_Given instruction A_: Write out the records verbatim, beginning at their first line and continuing through the line that contains "left=163, top=412, right=176, bottom=439".

====== Page extract ======

Thursday, 4 April 2013

Musings on... The Great British Sewing Bee

Hello all, sorry for the SERIOUS delay in posting. I blame it on my dissertation (and also some super work experience at a TV production company... so really it's a lack of dissertation...) But I doubt many of you are waiting with baited breath. Here it is anyway. 

So The Great British Sewing Bee is a thing. I saw it advertised and was seriously sceptical. SURELY there can't be another Bake-Off spin-off? What with Paul Hollywood on our screens with his sexy bread programme (if you don't believe the sexy part, watch it... trust me) and Bake Off specials all over the shop, I felt like we had enough wholesome Great British-ness on our screens. 

The premise is the same as Bake Off, except now its 'makes' instead of 'bakes'. The experts are the sewing equivalent of Mary and Paul - Mary Martin,"the best sewing teacher in the world" and Patrick Grant from Savile Row, with Claudia Winkleman in the Mel/Sue role. Not impressed with them so far... these guys just aren't that funny and nothing quite beats Mary's cheeky 'soggy bottom' line. Each week, the contestants (mainly women and gay men - also a token bearded/pierced guy) have to do a series of 'makes'. This week, they had to make an A line skirt from scratch, customise a neckline of a t-shirt and make a day dress, again from scratch. Now this is where the complaining ends.

======

_Given instruction B_: Give the post on The Great British Sewing Bee again in full, word for word.

====== Task material ======

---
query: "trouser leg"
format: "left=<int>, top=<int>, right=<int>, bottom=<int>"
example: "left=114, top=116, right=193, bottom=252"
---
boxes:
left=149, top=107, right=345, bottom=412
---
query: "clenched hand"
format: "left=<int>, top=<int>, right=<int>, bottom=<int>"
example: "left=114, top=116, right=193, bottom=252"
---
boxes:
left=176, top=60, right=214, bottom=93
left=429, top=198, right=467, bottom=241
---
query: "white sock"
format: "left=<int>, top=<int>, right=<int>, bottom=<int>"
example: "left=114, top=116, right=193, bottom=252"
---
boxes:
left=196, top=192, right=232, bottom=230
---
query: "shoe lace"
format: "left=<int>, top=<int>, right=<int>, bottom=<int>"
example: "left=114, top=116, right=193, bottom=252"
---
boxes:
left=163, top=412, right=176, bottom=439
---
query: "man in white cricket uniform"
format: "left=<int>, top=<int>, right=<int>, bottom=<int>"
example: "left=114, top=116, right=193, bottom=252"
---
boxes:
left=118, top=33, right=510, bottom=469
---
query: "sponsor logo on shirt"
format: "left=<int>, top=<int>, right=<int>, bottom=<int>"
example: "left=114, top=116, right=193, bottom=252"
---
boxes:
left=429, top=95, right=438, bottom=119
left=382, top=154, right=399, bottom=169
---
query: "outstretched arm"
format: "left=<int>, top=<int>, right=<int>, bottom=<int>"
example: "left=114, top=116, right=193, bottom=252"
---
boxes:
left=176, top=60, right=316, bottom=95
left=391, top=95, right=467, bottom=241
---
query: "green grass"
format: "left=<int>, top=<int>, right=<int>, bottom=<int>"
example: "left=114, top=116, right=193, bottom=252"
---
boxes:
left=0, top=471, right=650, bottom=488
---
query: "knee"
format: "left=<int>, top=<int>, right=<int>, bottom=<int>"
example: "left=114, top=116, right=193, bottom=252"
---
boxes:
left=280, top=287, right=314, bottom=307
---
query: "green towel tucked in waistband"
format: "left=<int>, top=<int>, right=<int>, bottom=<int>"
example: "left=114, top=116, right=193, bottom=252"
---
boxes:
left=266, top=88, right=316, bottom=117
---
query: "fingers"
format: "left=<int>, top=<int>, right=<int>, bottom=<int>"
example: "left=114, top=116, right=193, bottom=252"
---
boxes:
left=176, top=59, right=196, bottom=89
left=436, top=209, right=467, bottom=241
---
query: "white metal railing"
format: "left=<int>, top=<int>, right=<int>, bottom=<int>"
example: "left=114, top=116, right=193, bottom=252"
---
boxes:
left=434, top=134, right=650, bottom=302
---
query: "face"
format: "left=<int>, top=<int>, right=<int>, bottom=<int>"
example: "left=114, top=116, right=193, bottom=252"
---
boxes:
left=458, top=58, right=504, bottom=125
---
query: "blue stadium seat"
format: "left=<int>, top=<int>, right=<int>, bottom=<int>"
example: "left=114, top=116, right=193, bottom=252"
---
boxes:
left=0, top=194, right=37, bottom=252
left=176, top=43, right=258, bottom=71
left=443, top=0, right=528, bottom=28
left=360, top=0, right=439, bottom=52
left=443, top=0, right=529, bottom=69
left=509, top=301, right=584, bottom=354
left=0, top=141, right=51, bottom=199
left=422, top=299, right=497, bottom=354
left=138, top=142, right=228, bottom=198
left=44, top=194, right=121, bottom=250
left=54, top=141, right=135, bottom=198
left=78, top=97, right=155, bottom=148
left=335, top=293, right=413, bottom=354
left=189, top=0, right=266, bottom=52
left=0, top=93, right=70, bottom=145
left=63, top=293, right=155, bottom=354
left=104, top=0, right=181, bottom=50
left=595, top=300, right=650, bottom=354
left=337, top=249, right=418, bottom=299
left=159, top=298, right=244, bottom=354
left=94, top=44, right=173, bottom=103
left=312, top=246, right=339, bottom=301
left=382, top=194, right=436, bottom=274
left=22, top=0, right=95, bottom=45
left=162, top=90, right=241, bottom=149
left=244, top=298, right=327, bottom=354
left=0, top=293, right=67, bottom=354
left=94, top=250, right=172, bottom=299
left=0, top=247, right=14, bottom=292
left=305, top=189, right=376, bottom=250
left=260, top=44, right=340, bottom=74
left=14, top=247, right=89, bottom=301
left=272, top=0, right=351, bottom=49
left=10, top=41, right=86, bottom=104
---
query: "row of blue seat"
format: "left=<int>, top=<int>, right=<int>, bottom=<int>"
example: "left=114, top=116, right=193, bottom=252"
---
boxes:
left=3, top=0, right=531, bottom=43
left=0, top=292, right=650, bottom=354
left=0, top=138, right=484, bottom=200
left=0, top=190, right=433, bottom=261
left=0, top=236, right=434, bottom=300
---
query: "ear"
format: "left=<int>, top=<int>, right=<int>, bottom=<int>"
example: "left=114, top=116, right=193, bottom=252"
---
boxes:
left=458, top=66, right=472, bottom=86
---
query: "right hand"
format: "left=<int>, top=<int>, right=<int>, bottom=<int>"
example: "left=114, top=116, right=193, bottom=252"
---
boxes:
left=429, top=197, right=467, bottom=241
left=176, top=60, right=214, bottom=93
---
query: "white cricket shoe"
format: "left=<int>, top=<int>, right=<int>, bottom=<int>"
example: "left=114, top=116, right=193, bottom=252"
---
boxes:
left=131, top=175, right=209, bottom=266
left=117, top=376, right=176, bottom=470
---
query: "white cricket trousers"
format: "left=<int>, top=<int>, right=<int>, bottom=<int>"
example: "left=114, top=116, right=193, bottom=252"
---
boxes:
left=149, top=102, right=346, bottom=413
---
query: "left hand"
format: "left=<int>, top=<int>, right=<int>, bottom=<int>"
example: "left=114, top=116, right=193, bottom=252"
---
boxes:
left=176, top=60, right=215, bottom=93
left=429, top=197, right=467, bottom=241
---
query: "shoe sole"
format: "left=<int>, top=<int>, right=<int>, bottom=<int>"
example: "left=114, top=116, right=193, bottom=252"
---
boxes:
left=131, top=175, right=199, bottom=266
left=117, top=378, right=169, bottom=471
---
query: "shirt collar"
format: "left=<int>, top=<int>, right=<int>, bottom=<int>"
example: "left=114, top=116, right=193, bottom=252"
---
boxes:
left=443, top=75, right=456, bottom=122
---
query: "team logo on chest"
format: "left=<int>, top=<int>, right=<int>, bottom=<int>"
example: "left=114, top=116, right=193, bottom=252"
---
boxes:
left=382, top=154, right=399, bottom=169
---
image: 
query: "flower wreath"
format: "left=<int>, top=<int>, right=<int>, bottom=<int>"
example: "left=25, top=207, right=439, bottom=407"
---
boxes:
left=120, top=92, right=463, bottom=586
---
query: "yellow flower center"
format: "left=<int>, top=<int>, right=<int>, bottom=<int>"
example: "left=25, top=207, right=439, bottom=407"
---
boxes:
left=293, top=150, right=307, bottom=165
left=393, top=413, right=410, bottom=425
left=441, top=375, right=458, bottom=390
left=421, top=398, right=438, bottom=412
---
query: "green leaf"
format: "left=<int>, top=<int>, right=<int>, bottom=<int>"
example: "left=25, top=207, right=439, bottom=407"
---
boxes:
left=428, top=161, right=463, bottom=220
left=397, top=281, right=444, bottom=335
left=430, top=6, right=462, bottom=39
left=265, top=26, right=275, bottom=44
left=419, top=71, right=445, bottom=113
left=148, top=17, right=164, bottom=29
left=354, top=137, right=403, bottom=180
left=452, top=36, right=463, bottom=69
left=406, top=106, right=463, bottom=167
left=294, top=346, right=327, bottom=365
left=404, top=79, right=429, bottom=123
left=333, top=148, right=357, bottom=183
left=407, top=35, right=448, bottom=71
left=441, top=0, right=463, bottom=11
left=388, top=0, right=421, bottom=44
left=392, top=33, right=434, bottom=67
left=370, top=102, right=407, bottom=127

======

_Task result A_:
---
query: "trouser leg"
format: "left=<int>, top=<int>, right=<int>, bottom=<int>"
example: "left=114, top=116, right=193, bottom=252"
---
boxes:
left=149, top=107, right=345, bottom=412
---
query: "clenched hand"
format: "left=<int>, top=<int>, right=<int>, bottom=<int>"
example: "left=114, top=116, right=193, bottom=252"
---
boxes:
left=176, top=60, right=214, bottom=93
left=429, top=198, right=467, bottom=241
---
query: "white sock"
format: "left=<int>, top=<int>, right=<int>, bottom=<int>"
example: "left=114, top=116, right=193, bottom=252"
---
boxes:
left=196, top=192, right=232, bottom=230
---
query: "shoe lace"
format: "left=<int>, top=<int>, right=<int>, bottom=<int>"
example: "left=114, top=116, right=193, bottom=252"
---
boxes:
left=163, top=412, right=176, bottom=439

_Task result B_:
Thursday, 4 April 2013

Musings on... The Great British Sewing Bee

Hello all, sorry for the SERIOUS delay in posting. I blame it on my dissertation (and also some super work experience at a TV production company... so really it's a lack of dissertation...) But I doubt many of you are waiting with baited breath. Here it is anyway. 

So The Great British Sewing Bee is a thing. I saw it advertised and was seriously sceptical. SURELY there can't be another Bake-Off spin-off? What with Paul Hollywood on our screens with his sexy bread programme (if you don't believe the sexy part, watch it... trust me) and Bake Off specials all over the shop, I felt like we had enough wholesome Great British-ness on our screens. 

The premise is the same as Bake Off, except now its 'makes' instead of 'bakes'. The experts are the sewing equivalent of Mary and Paul - Mary Martin,"the best sewing teacher in the world" and Patrick Grant from Savile Row, with Claudia Winkleman in the Mel/Sue role. Not impressed with them so far... these guys just aren't that funny and nothing quite beats Mary's cheeky 'soggy bottom' line. Each week, the contestants (mainly women and gay men - also a token bearded/pierced guy) have to do a series of 'makes'. This week, they had to make an A line skirt from scratch, customise a neckline of a t-shirt and make a day dress, again from scratch. Now this is where the complaining ends.